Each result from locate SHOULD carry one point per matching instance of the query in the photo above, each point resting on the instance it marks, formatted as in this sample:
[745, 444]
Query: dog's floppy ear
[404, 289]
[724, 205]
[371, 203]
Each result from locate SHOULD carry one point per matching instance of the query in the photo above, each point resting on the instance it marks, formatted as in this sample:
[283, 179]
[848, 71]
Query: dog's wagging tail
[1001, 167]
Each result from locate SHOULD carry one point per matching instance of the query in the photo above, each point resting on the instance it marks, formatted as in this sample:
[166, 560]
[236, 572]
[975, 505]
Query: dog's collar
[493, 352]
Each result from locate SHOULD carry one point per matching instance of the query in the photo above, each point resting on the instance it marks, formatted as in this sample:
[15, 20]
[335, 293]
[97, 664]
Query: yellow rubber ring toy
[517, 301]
********
- _The exercise_
Put every line of the listing above into a numbered list, leaving out any blank lines.

- _Exercise answer_
1. Each result from locate SHOULD carry one point per matching instance of the query in the photo above, each point resting on the instance it marks, formatted as in this sample:
2. [745, 444]
3. Query: dog's floppy ear
4. [404, 289]
5. [724, 205]
6. [371, 203]
7. Each result from locate SHOULD carry one point per matching instance of the query in the photo above, each point resting on the instance it marks, formatted as in this sample:
8. [283, 179]
9. [848, 71]
10. Query: dog's wagging tail
11. [1001, 167]
12. Each result from locate SHOULD carry one point per matching instance of the query in the photo above, each point resting on the instance it marks, formatted as in this sample:
13. [166, 560]
14. [236, 572]
15. [975, 505]
16. Query: dog's collar
17. [493, 352]
18. Each result from locate SHOULD carry one point per matching instance of the query in the photo above, each point resting on the instance it marks, formatted as in this sample:
19. [15, 20]
20. [335, 293]
21. [97, 664]
22. Query: yellow rubber ring toy
23. [517, 301]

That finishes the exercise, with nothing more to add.